Dataset entries:
* begin *
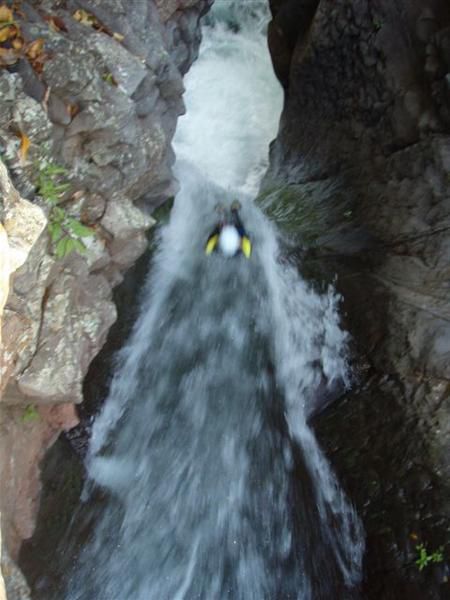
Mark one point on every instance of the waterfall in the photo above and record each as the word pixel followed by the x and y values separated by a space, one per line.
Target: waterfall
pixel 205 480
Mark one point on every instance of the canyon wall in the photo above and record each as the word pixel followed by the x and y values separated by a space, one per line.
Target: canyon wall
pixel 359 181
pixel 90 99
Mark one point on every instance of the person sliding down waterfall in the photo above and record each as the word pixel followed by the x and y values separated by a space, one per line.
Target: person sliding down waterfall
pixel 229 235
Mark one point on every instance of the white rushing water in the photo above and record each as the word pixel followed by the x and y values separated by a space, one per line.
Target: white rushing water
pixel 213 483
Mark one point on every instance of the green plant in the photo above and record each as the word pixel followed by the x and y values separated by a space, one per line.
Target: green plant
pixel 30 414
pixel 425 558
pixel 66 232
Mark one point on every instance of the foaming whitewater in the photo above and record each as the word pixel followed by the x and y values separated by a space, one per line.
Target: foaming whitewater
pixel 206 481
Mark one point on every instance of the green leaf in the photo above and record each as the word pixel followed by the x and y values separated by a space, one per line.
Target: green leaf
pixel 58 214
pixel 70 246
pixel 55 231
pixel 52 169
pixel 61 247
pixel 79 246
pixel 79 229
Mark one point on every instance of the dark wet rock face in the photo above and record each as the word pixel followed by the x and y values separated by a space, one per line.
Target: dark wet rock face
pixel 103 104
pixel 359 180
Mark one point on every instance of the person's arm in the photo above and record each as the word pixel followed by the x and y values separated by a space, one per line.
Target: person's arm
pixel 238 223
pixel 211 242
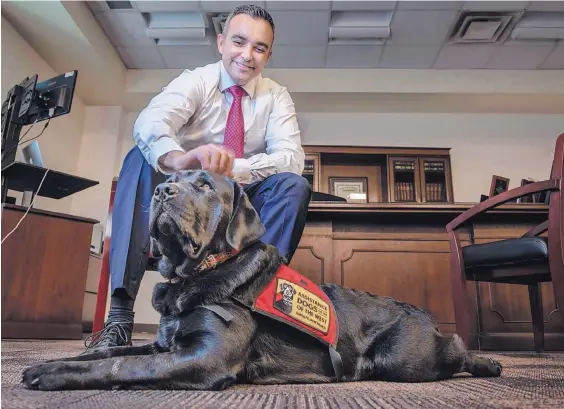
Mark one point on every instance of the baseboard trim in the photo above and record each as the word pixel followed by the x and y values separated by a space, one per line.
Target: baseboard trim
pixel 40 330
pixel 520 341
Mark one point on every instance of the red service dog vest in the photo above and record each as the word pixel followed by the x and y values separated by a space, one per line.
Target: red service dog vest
* end *
* begin *
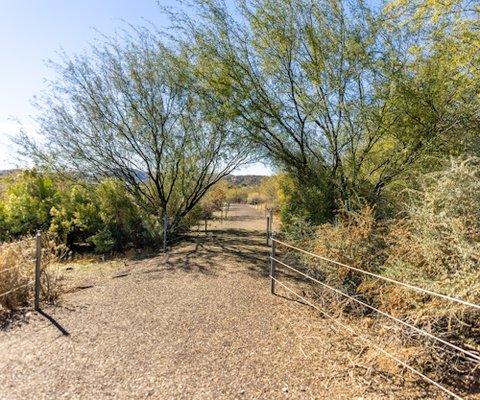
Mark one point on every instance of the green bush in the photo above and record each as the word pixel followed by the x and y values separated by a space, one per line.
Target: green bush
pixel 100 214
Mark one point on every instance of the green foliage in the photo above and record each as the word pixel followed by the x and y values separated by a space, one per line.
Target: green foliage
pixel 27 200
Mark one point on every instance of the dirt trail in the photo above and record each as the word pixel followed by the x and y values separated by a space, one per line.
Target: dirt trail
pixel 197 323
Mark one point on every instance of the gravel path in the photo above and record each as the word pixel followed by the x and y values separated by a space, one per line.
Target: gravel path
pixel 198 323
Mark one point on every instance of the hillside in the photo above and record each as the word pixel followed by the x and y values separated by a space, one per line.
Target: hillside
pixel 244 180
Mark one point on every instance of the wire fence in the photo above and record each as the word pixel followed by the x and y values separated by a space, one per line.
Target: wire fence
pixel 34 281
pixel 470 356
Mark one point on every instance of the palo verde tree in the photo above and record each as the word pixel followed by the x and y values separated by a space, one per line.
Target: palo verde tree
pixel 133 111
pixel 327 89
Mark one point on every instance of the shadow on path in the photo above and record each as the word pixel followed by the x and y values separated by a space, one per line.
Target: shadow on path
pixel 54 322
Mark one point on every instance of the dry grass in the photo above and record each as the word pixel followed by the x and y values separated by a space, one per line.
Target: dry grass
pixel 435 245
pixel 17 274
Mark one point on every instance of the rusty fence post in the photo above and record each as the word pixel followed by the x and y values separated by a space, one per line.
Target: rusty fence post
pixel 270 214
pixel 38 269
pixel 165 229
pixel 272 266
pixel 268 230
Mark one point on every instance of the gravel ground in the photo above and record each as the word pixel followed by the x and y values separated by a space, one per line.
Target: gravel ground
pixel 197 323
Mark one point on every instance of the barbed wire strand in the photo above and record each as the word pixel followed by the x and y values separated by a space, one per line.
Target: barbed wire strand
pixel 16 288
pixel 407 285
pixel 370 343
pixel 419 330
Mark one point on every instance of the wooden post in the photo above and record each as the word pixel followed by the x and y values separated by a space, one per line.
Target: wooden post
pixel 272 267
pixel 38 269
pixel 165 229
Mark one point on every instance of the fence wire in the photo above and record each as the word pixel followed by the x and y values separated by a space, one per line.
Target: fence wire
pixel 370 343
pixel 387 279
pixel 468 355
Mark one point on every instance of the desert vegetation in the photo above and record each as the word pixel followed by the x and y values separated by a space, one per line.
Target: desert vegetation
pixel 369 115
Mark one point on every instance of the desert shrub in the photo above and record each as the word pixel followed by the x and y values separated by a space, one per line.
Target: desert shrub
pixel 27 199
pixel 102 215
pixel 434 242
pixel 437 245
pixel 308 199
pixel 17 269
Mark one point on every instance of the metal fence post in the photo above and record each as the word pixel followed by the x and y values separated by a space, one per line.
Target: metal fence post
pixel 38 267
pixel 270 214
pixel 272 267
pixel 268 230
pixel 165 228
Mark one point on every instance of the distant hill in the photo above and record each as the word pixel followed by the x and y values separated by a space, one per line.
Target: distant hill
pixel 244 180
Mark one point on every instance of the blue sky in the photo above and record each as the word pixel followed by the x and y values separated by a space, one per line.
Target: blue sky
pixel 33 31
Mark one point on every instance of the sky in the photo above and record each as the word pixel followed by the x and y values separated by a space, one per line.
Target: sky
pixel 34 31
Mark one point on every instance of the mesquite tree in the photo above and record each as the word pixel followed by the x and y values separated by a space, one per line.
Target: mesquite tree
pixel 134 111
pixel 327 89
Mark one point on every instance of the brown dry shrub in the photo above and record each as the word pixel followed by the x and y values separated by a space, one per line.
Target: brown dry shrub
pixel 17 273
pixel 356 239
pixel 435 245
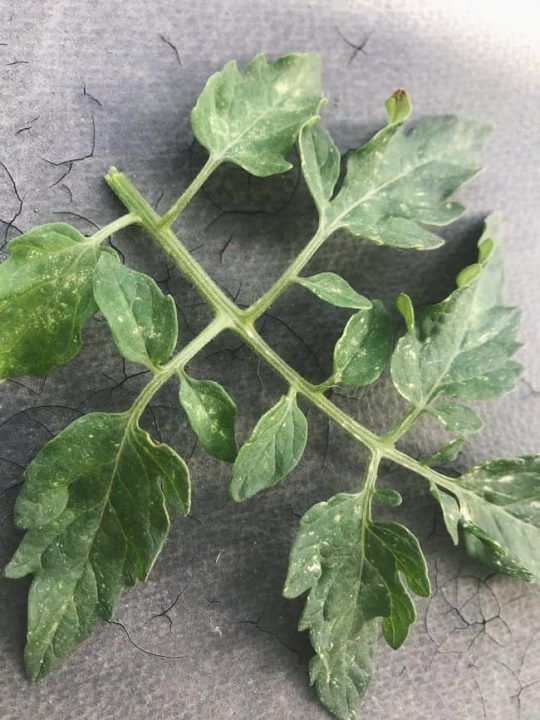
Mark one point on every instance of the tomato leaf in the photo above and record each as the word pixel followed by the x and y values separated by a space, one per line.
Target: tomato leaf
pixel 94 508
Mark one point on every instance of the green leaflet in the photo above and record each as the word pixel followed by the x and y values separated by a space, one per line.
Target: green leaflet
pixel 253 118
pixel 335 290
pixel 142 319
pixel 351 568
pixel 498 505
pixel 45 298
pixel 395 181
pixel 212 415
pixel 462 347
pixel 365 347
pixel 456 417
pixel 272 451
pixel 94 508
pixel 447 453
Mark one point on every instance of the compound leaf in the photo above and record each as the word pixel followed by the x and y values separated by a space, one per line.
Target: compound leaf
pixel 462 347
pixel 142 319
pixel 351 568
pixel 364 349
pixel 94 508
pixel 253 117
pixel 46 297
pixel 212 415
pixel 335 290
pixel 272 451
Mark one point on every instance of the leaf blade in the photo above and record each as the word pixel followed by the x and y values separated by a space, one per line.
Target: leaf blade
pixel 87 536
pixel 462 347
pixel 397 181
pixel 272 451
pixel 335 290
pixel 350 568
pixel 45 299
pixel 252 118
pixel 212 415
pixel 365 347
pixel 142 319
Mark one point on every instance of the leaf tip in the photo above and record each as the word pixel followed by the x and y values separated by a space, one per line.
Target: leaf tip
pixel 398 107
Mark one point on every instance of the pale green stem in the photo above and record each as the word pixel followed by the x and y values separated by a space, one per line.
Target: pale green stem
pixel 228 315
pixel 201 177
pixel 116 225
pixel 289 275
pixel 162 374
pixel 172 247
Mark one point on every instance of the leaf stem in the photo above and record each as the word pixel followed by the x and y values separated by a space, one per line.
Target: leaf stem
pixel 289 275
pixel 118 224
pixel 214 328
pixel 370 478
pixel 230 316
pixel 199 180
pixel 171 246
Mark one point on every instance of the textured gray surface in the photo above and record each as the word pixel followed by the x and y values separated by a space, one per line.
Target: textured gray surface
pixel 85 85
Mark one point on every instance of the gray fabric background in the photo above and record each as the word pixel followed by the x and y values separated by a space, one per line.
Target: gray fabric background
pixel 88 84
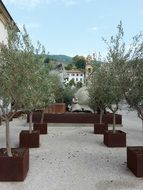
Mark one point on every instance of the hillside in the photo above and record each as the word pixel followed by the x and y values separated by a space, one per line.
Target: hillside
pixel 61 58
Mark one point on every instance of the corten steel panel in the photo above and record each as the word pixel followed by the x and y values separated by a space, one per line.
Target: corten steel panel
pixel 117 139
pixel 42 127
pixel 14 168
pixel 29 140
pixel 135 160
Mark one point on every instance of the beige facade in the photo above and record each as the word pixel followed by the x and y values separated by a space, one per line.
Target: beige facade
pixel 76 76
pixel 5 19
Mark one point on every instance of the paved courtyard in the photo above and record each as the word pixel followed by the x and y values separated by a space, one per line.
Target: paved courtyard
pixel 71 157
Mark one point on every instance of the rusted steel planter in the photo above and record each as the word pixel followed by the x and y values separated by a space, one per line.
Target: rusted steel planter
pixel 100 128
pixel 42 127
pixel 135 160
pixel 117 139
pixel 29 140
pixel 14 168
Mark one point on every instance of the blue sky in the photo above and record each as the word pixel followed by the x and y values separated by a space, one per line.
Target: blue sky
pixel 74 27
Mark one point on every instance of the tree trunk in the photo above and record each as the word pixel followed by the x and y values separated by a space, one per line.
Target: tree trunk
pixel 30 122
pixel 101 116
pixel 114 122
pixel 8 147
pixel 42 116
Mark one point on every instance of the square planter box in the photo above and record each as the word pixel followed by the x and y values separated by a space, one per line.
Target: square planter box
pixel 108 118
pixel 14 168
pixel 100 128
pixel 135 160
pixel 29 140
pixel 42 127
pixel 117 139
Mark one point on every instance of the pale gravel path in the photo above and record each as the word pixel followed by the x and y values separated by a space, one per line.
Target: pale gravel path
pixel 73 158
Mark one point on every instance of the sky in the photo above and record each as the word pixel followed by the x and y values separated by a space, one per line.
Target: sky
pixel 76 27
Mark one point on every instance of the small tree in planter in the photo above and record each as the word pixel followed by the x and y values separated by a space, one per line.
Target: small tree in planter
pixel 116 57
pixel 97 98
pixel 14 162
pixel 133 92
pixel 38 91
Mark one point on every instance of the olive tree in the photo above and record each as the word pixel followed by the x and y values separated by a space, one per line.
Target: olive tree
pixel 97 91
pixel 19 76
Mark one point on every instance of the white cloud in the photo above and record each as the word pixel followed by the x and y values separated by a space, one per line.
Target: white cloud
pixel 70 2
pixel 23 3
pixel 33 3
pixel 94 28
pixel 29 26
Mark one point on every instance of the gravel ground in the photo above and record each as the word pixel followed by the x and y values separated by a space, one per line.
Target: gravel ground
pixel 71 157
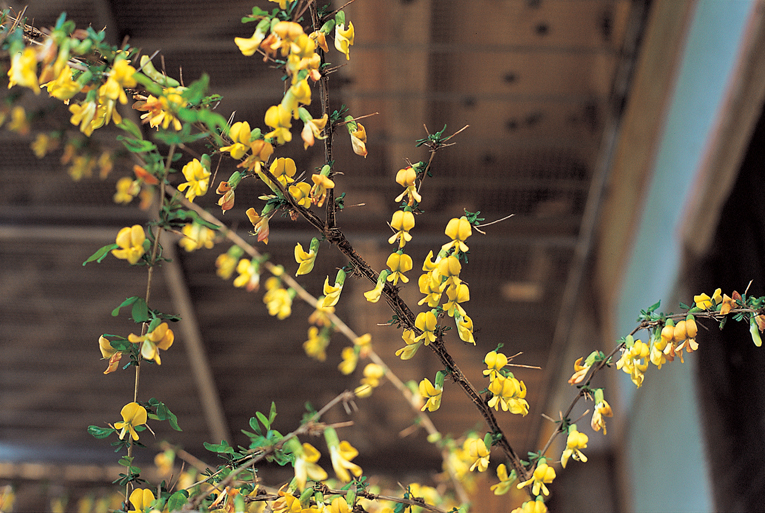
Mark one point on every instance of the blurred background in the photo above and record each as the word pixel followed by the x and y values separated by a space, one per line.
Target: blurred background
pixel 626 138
* end *
Your task:
Please copy out, word for word, the stretch of lines above from the line containing "Mark one point on every instance of the gravel path" through the line containing "pixel 419 330", including both of those lines.

Full solution:
Mark one point on every instance of the gravel path in the photo above and record each as the word pixel followed by the x and y values separated by a space, one per line.
Target: gravel path
pixel 198 323
Mark one point on every instance of the hillside in the photo above and record each as the word pixel followed by the x and y values separated by a space, one per line.
Target: hillside
pixel 244 180
Mark one point on every instance of the wire fence in the photo above and record each as the word pixel followed by the x and y values separated by a space, one per line.
Target: wire fence
pixel 34 281
pixel 470 356
Mark one point on every instance of the palo verde tree in the photo above and record each as the word pixel followed by the x and y values separated by a space, one per line.
Target: palo verde tree
pixel 133 111
pixel 327 89
Mark one point on every instance of the shadow on path in the photo above and record each as the word pixel followed by the x and y values separated by a space, one per line.
Target: shadow on path
pixel 54 322
Mark one point on every instance of the dry grass in the photo above and record each as the word pixel followed by the x and y values separated by a space, one per line.
Target: dry grass
pixel 435 245
pixel 17 274
Mark one point on every instance of the rusty fence post in the photo above and record each as the word pixel followed by the x and y values separated by a space, one per line.
Target: rusty fence post
pixel 270 214
pixel 38 269
pixel 165 229
pixel 272 266
pixel 268 230
Mark one point on every instance of the gravel ground in the photo above and record each as the word pixel followed by the x and y values separated by a space, one per line.
Target: gravel ground
pixel 197 323
Mark one point on every instance of the barbed wire strand in the photo above and record each as the word pixel followed by the x and y values separated by a space, one per line.
Target: barbed wire strand
pixel 16 288
pixel 407 285
pixel 370 343
pixel 419 330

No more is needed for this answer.